How to complete this task. Down to the last line, repeat the data below exactly.

——

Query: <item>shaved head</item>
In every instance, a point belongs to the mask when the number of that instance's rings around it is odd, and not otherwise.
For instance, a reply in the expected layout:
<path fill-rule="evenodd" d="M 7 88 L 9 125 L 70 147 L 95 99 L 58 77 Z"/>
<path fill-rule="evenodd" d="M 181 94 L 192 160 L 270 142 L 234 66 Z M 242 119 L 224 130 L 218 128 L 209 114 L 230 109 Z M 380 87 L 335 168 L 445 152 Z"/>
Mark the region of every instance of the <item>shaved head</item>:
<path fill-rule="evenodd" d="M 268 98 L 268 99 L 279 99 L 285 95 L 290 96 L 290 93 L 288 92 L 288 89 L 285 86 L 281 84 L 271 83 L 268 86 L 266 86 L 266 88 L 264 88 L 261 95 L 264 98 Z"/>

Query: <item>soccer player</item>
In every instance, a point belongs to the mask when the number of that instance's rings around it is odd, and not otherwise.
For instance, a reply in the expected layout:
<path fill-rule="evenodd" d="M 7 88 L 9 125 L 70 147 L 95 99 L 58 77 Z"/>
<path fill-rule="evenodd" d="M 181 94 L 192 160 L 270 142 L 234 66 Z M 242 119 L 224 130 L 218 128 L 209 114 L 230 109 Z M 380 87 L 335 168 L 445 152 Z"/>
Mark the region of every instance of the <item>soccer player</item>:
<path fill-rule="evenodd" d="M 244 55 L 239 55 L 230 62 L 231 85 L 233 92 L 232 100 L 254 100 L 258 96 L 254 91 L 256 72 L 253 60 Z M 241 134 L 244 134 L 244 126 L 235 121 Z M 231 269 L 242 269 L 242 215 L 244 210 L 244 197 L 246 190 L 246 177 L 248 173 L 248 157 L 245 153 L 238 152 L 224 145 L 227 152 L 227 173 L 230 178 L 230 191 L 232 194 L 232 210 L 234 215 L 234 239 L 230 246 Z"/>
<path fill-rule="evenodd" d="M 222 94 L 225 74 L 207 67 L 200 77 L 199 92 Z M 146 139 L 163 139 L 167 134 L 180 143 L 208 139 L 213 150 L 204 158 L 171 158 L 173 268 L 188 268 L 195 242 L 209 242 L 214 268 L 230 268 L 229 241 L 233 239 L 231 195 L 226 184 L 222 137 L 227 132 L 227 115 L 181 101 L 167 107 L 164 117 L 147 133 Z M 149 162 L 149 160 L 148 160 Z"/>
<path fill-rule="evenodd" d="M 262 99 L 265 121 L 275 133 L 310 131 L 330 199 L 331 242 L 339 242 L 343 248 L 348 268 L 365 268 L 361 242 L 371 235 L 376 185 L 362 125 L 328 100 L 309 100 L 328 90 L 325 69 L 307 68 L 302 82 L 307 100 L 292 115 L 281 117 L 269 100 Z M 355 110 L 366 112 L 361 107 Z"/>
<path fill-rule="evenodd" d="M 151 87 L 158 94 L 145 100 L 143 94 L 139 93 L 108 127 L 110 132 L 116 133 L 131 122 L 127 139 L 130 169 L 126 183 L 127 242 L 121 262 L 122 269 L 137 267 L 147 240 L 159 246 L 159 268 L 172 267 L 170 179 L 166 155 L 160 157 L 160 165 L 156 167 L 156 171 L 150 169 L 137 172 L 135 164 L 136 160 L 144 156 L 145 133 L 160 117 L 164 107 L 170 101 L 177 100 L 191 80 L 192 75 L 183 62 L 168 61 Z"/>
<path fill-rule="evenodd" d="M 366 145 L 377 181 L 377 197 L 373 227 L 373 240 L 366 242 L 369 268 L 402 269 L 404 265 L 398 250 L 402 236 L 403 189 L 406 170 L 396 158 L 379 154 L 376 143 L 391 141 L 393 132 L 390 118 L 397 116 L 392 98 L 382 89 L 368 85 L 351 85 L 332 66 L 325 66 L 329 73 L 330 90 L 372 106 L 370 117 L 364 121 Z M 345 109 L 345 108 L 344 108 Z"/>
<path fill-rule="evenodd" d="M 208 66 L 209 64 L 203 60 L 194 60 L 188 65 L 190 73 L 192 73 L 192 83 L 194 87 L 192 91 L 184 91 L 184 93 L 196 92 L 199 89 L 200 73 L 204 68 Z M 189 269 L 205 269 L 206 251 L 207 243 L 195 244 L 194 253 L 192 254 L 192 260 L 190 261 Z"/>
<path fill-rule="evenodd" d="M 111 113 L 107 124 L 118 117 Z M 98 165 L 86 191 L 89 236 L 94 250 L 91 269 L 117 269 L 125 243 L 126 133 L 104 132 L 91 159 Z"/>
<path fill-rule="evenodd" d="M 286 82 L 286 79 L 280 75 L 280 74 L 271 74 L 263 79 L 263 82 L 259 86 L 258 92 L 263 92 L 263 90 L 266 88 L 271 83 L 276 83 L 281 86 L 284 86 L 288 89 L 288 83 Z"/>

——

Worked solution.
Query: <item>shaved head</item>
In every instance, a point belongs to the mask when the number of that instance's rings around it is odd, and not otherwise.
For instance, a reply in the expected layout:
<path fill-rule="evenodd" d="M 7 88 L 9 125 L 70 147 L 95 99 L 58 77 Z"/>
<path fill-rule="evenodd" d="M 181 94 L 192 160 L 270 142 L 234 66 Z M 242 119 L 224 130 L 218 128 L 209 114 L 230 109 Z M 380 87 L 335 168 L 445 152 Z"/>
Mark the region of every instance of the <item>shaved head</item>:
<path fill-rule="evenodd" d="M 268 98 L 268 99 L 279 99 L 285 95 L 290 96 L 290 93 L 288 92 L 288 89 L 285 86 L 281 84 L 271 83 L 268 86 L 266 86 L 266 88 L 264 88 L 261 95 L 264 98 Z"/>

Query: <item>soccer player</item>
In every instance, a point belongs to the mask when the number of that instance's rings around it is odd, and not otherwise.
For instance, a reply in the expected layout:
<path fill-rule="evenodd" d="M 7 88 L 9 125 L 70 147 L 95 99 L 58 77 Z"/>
<path fill-rule="evenodd" d="M 181 94 L 192 160 L 270 142 L 234 66 Z M 242 119 L 224 130 L 218 128 L 209 114 L 230 109 Z M 380 87 L 335 168 L 445 152 Z"/>
Mark the region of every instance of the <item>soccer player</item>:
<path fill-rule="evenodd" d="M 244 55 L 239 55 L 230 62 L 231 85 L 233 92 L 232 100 L 254 100 L 258 96 L 254 91 L 256 72 L 253 60 Z M 241 134 L 244 134 L 244 126 L 235 121 Z M 231 269 L 242 269 L 242 215 L 244 210 L 244 197 L 246 190 L 246 177 L 248 173 L 248 157 L 245 153 L 238 152 L 224 145 L 227 152 L 227 173 L 230 178 L 230 191 L 232 194 L 232 210 L 234 215 L 234 239 L 230 246 Z"/>
<path fill-rule="evenodd" d="M 222 94 L 225 74 L 207 67 L 200 77 L 199 92 Z M 146 139 L 163 139 L 167 134 L 180 143 L 208 139 L 213 150 L 204 158 L 171 158 L 173 268 L 188 268 L 195 242 L 209 242 L 214 268 L 230 268 L 229 241 L 233 239 L 231 195 L 226 184 L 222 137 L 227 132 L 227 115 L 181 101 L 167 107 L 164 117 L 147 133 Z M 149 162 L 149 160 L 148 160 Z"/>
<path fill-rule="evenodd" d="M 262 99 L 265 121 L 275 133 L 310 131 L 330 199 L 331 242 L 339 242 L 343 248 L 348 268 L 365 268 L 361 242 L 371 235 L 376 185 L 362 125 L 328 100 L 309 100 L 328 90 L 325 69 L 307 68 L 302 82 L 307 100 L 292 115 L 281 117 L 269 100 Z M 355 110 L 366 112 L 361 107 Z"/>
<path fill-rule="evenodd" d="M 151 87 L 158 94 L 145 100 L 143 94 L 139 93 L 108 127 L 110 132 L 116 133 L 131 122 L 127 139 L 130 169 L 126 183 L 127 242 L 121 262 L 122 269 L 137 267 L 147 240 L 159 246 L 159 268 L 172 267 L 170 179 L 166 155 L 160 157 L 160 165 L 156 167 L 156 171 L 150 169 L 137 172 L 135 164 L 136 160 L 144 156 L 145 133 L 160 117 L 164 107 L 170 101 L 177 100 L 191 80 L 192 75 L 183 62 L 168 61 Z"/>
<path fill-rule="evenodd" d="M 366 145 L 377 181 L 377 197 L 373 227 L 373 240 L 366 242 L 369 268 L 402 269 L 404 265 L 398 250 L 402 236 L 403 189 L 406 170 L 396 158 L 379 154 L 376 143 L 391 141 L 393 132 L 390 118 L 397 116 L 392 98 L 382 89 L 368 85 L 351 85 L 332 66 L 325 66 L 329 73 L 330 90 L 372 106 L 370 117 L 364 121 Z M 345 109 L 345 108 L 344 108 Z"/>
<path fill-rule="evenodd" d="M 208 66 L 209 64 L 203 60 L 194 60 L 188 65 L 190 73 L 192 73 L 192 83 L 194 87 L 192 91 L 184 91 L 184 93 L 196 92 L 199 89 L 200 73 L 204 68 Z M 189 269 L 205 269 L 206 251 L 207 243 L 195 244 L 194 253 L 192 254 L 192 260 L 190 261 Z"/>
<path fill-rule="evenodd" d="M 111 113 L 107 124 L 118 117 Z M 98 165 L 86 191 L 89 236 L 94 250 L 91 269 L 117 269 L 125 243 L 126 133 L 104 132 L 91 159 Z"/>
<path fill-rule="evenodd" d="M 286 82 L 286 79 L 280 75 L 280 74 L 271 74 L 263 79 L 263 82 L 259 86 L 258 92 L 263 92 L 263 90 L 266 88 L 271 83 L 276 83 L 281 86 L 284 86 L 288 89 L 288 83 Z"/>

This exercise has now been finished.